── EXCERPTED TEXT
Screenshot from the open letter's website. It reads, “Open letter by German  Middle East experts on the Gaza crisis.”
Screenshot from the open letter's website. It reads, “Open letter by German
Middle East experts on the Gaza crisis.”
By Katrin Zinoun, Translated by Thomas McGuinn

In an open letter to the German government, numerous scholars are demanding a change to the country's foreign policy in the Middle East in light of Israel's assault on Gaza, which has left more than 2,000 Palestinians dead.

The current German government like others before is supportive of Israel and its offensive against the strip. The petition is signed, amongst others, by Middle East scholars and experts working in the occupied Palestinian territories, as well as famous German personalities who are concerned with the subject. It reads:
For over a month we've had to sit and observe a destructive war which [...] will compromise any prospects of progress in the Gaza Strip and dash any hopes for long-term peace in the Middle East for months, possibly even years to come. We condemn the use of violence for the implementation of political aims. Violence aimed at civilians is unacceptable, both from Palestinian militant groups and from Israel.
According to its writers, the letter is meant to direct the focus of the debate in Germany back to the actual conflict. Due to several anti-Semitic outbursts from some protesters, the reporting on Gaza over the past few weeks has been overshadowed by a debate on anti-Semitism, and it no longer seemed feasible to promote discourse on current foreign policy in Israel. Kai Hafez, a communications expert, said in an interview with German radio station Deutschlandfunk:
Well, it is quite typical for us to be leading a culture-oriented debate in Germany about Islam and Judaism at the times when we should actually be carrying out political analysis or even a critical review of the war.
────
── PROVIDED RECORDS
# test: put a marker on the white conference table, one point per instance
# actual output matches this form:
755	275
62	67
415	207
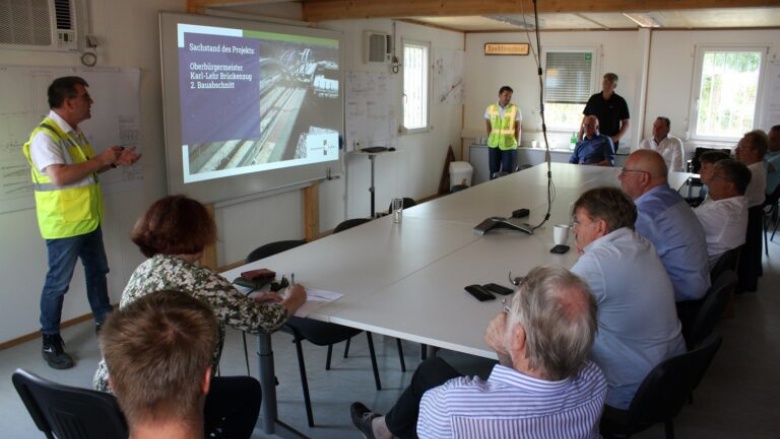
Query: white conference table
406	280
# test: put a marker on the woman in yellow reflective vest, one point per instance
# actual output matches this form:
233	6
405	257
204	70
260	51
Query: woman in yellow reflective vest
502	121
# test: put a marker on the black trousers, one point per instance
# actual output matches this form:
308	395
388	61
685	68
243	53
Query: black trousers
232	407
750	267
401	420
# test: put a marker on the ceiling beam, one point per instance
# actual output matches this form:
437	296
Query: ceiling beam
322	10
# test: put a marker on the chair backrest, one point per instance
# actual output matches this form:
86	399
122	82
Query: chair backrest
667	387
68	412
695	164
408	202
726	261
712	308
770	200
350	223
273	248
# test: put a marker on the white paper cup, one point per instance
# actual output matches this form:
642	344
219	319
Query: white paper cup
561	234
398	209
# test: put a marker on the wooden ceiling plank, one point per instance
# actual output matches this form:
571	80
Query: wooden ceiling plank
322	10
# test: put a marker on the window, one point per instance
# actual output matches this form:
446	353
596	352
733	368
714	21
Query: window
568	81
724	107
416	86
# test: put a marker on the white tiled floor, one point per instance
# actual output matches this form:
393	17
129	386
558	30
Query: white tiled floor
737	398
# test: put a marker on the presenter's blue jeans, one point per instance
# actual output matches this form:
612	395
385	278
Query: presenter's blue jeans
501	160
63	254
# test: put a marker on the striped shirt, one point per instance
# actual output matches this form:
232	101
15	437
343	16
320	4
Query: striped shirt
513	405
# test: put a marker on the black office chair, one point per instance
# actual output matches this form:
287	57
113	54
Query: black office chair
662	394
711	309
694	165
65	412
346	225
726	261
317	332
771	216
261	252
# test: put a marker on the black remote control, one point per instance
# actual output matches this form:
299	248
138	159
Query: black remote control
499	289
480	293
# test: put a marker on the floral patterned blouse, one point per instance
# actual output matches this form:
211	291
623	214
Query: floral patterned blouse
232	308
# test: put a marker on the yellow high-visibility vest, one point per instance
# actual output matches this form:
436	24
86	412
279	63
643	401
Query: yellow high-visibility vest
502	134
64	212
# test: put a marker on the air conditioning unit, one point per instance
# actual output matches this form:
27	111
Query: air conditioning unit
────
## REQUEST 1
Name every person the article on the German open letter identifies by name.
## REQUEST 2
Condense the paragraph of the article on the German open letter that begins "According to its writers" into two or three shorter sentences that keep its main facts.
## REQUEST 3
Print the part of the article on the German open letter starting with "By Katrin Zinoun, Translated" and going on through "2,000 Palestinians dead.".

## FULL ANSWER 1
Katrin Zinoun, Thomas McGuinn, Kai Hafez

## FULL ANSWER 2
The writers say the letter aims to bring Germany's debate back to the conflict itself, since anti-Semitic outbursts by some protesters had turned weeks of Gaza reporting into a debate on anti-Semitism. Because of this, discussing current foreign policy in Israel no longer seemed feasible. Communications expert Kai Hafez commented on this in an interview with the German radio station Deutschlandfunk.

## FULL ANSWER 3
By Katrin Zinoun, Translated by Thomas McGuinn

In an open letter to the German government, numerous scholars are demanding a change to the country's foreign policy in the Middle East in light of Israel's assault on Gaza, which has left more than 2,000 Palestinians dead.